#### Source records:
● ● ● ● ●

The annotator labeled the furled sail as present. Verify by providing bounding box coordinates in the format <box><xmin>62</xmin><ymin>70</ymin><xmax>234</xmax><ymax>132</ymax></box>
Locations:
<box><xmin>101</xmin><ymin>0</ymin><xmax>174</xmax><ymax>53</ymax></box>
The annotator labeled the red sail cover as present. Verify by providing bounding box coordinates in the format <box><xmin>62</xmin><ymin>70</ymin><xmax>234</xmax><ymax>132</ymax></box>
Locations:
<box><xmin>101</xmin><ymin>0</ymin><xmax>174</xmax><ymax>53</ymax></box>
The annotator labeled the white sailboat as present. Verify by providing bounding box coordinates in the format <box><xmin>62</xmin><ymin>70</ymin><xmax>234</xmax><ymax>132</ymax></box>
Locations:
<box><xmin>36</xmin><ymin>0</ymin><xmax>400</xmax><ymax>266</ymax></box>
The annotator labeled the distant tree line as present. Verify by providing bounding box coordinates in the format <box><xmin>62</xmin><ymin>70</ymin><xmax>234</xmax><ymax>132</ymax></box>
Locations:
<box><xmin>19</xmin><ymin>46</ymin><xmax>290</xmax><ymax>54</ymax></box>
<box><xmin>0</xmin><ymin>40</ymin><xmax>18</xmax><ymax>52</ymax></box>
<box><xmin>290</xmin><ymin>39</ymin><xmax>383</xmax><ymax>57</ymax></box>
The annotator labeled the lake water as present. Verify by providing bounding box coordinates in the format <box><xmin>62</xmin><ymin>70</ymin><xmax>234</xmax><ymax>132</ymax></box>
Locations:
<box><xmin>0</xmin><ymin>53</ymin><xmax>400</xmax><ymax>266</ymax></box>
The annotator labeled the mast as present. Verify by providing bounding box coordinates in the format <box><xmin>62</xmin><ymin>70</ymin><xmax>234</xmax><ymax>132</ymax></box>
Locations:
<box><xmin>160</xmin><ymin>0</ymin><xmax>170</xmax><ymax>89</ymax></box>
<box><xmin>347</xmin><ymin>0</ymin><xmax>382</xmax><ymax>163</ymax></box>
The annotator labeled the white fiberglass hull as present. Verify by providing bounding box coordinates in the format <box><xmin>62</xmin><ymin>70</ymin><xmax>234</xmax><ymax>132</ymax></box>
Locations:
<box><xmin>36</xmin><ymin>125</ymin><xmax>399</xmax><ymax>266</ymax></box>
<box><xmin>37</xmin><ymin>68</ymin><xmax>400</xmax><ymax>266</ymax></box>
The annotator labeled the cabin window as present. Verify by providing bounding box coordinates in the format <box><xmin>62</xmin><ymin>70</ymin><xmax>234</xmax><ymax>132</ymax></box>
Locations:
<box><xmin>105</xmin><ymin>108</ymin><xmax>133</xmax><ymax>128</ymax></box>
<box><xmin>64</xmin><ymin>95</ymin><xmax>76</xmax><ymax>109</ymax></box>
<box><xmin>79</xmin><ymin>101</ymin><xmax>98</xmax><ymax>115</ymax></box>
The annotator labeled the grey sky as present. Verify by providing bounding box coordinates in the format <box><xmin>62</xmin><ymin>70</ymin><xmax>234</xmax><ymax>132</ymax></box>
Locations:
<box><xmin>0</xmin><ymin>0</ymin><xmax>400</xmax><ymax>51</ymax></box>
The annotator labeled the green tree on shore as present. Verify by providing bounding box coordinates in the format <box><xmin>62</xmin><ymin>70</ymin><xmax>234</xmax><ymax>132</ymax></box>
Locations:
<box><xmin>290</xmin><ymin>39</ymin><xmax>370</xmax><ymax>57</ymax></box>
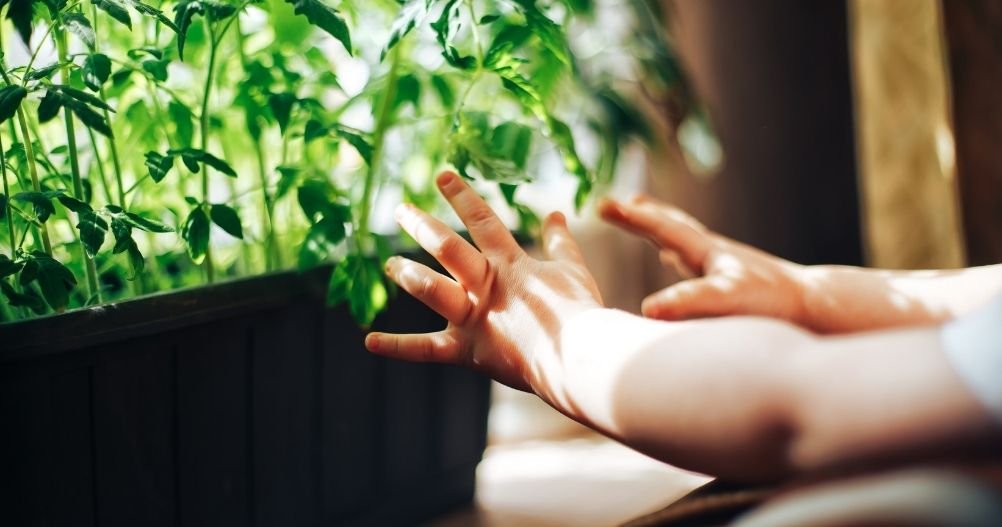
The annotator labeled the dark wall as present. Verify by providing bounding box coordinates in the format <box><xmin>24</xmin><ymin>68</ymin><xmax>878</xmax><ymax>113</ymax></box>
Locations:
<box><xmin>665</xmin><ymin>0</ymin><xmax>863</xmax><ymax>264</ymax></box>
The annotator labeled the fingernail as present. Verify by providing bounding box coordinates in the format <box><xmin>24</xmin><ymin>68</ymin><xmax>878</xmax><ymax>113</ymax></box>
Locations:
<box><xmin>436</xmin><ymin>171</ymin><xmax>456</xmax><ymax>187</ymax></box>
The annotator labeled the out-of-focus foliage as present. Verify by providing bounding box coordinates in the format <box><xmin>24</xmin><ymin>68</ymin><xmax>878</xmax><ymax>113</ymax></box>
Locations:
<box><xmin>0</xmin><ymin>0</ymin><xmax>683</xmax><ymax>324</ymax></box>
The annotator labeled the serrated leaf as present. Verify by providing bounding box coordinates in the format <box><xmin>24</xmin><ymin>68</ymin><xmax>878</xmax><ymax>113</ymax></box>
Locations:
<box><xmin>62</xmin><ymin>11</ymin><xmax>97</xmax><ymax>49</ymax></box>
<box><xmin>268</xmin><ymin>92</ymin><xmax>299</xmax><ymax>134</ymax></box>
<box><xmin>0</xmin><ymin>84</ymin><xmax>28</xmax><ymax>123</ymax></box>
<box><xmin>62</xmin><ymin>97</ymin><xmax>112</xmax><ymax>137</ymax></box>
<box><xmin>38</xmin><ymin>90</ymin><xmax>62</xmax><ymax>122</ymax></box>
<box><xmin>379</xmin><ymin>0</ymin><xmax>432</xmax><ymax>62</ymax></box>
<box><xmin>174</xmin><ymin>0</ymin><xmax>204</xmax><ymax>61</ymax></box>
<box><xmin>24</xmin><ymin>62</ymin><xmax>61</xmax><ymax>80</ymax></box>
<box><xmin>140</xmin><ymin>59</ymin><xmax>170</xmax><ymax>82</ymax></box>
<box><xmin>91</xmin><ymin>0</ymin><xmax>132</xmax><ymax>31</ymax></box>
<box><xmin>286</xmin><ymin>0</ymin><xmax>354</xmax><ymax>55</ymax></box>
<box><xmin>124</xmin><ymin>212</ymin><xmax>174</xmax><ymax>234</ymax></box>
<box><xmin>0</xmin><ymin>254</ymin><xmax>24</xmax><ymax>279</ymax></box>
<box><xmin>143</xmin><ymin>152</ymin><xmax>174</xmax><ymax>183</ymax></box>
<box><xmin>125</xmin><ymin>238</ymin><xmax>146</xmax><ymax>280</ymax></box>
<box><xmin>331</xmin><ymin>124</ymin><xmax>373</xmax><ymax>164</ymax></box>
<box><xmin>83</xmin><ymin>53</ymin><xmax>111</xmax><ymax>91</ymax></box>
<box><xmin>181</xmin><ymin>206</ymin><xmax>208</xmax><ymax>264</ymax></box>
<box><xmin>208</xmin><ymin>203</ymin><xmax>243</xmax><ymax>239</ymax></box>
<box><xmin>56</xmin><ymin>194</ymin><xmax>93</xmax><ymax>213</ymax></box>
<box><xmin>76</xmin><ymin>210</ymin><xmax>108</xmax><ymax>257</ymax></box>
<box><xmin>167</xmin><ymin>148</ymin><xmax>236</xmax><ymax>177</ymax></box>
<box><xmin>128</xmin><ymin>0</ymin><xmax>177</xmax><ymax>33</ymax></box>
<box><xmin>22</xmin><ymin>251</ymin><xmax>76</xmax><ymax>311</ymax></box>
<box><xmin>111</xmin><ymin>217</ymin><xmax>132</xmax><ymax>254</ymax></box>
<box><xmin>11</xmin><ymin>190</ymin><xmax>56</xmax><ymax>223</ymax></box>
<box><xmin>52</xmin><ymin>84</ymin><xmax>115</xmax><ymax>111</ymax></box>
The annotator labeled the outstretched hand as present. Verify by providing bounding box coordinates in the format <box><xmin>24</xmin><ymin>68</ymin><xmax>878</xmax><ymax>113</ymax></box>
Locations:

● ● ● ● ●

#### Stated exercise:
Only the lines from the one with "The annotator labeled the outstretched" through the end of the material are wanted; copy them exactly, both ends included.

#### Problem solution:
The annotator labeled the outstretched hand as present. Verify by providing bounding box coordinates in the format <box><xmin>24</xmin><ymin>68</ymin><xmax>878</xmax><ymax>113</ymax></box>
Locations:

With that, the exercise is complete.